DESCRIPTION OF THE TASK => Convert the listing lines from the one containing "Provide the mask of every instance of the **flying" through the one containing "254 96 L 255" into a numbered list, omitting blank lines.

(Some records)

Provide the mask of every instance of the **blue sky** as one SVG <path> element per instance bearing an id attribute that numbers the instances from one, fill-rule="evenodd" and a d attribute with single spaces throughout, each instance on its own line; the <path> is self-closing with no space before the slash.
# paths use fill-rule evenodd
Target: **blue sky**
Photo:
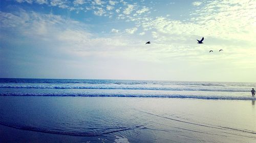
<path id="1" fill-rule="evenodd" d="M 255 82 L 255 1 L 0 3 L 0 77 Z"/>

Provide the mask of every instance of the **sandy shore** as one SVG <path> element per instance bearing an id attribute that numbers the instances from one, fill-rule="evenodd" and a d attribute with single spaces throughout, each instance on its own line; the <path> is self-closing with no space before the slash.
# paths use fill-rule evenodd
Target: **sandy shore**
<path id="1" fill-rule="evenodd" d="M 256 141 L 255 100 L 0 96 L 0 114 L 1 142 Z"/>

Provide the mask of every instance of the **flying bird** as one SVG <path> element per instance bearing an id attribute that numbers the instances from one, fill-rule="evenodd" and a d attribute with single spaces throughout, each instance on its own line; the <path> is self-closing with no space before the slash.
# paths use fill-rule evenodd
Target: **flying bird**
<path id="1" fill-rule="evenodd" d="M 201 39 L 201 40 L 200 40 L 200 41 L 199 41 L 199 40 L 197 40 L 197 41 L 198 41 L 198 43 L 198 43 L 198 44 L 203 44 L 203 42 L 203 42 L 203 41 L 204 40 L 204 37 L 203 37 L 203 38 L 202 38 L 202 39 Z"/>

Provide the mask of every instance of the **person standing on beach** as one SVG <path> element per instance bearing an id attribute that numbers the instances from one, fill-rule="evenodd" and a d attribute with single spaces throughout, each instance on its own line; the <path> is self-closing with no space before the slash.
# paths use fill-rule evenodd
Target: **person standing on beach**
<path id="1" fill-rule="evenodd" d="M 254 96 L 255 95 L 255 91 L 253 88 L 252 88 L 252 90 L 251 91 L 251 94 L 252 95 L 252 96 Z"/>

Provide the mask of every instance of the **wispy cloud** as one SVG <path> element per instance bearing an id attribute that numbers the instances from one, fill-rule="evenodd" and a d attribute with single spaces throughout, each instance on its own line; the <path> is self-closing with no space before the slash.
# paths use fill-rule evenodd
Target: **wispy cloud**
<path id="1" fill-rule="evenodd" d="M 134 10 L 134 8 L 135 6 L 134 5 L 128 5 L 127 8 L 123 11 L 123 13 L 129 15 Z"/>
<path id="2" fill-rule="evenodd" d="M 97 8 L 97 10 L 94 11 L 94 14 L 98 16 L 102 16 L 106 12 L 102 8 Z"/>
<path id="3" fill-rule="evenodd" d="M 116 30 L 115 28 L 113 28 L 111 30 L 111 32 L 113 33 L 118 33 L 119 31 L 118 30 Z"/>
<path id="4" fill-rule="evenodd" d="M 137 31 L 137 28 L 134 27 L 130 29 L 126 29 L 125 32 L 129 34 L 134 34 L 136 31 Z"/>
<path id="5" fill-rule="evenodd" d="M 193 5 L 193 6 L 199 6 L 201 5 L 201 4 L 202 4 L 202 2 L 194 2 L 192 3 L 192 5 Z"/>

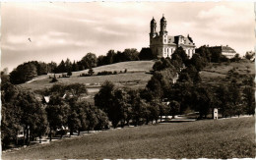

WRITTEN ANSWER =>
1. Provide the mask of every instance of the **flying bird** as one SVG <path> element per instance bearing an id attribute that numbers the instances from one, fill-rule="evenodd" and a d attribute with single spaces throughout, each instance on its own line; the <path> is self-closing with no space before the slash.
2. # paths use fill-rule evenodd
3. Target: **flying bird**
4. <path id="1" fill-rule="evenodd" d="M 201 39 L 201 40 L 200 40 L 200 41 L 199 41 L 199 40 L 197 40 L 197 41 L 198 41 L 198 43 L 198 43 L 198 44 L 203 44 L 203 42 L 203 42 L 203 41 L 204 40 L 204 37 L 203 37 L 203 38 L 202 38 L 202 39 Z"/>
5. Provide the mask of every instance of the **person standing on beach** as one SVG <path> element per instance bearing an id attribute that numbers the instances from one, fill-rule="evenodd" and a d attribute with single spaces throughout, each instance on its own line; the <path> is self-closing with no space before the slash.
6. # paths use fill-rule evenodd
7. Target: **person standing on beach**
8. <path id="1" fill-rule="evenodd" d="M 254 96 L 255 95 L 255 91 L 253 88 L 252 88 L 252 90 L 251 91 L 251 94 L 252 95 L 252 96 Z"/>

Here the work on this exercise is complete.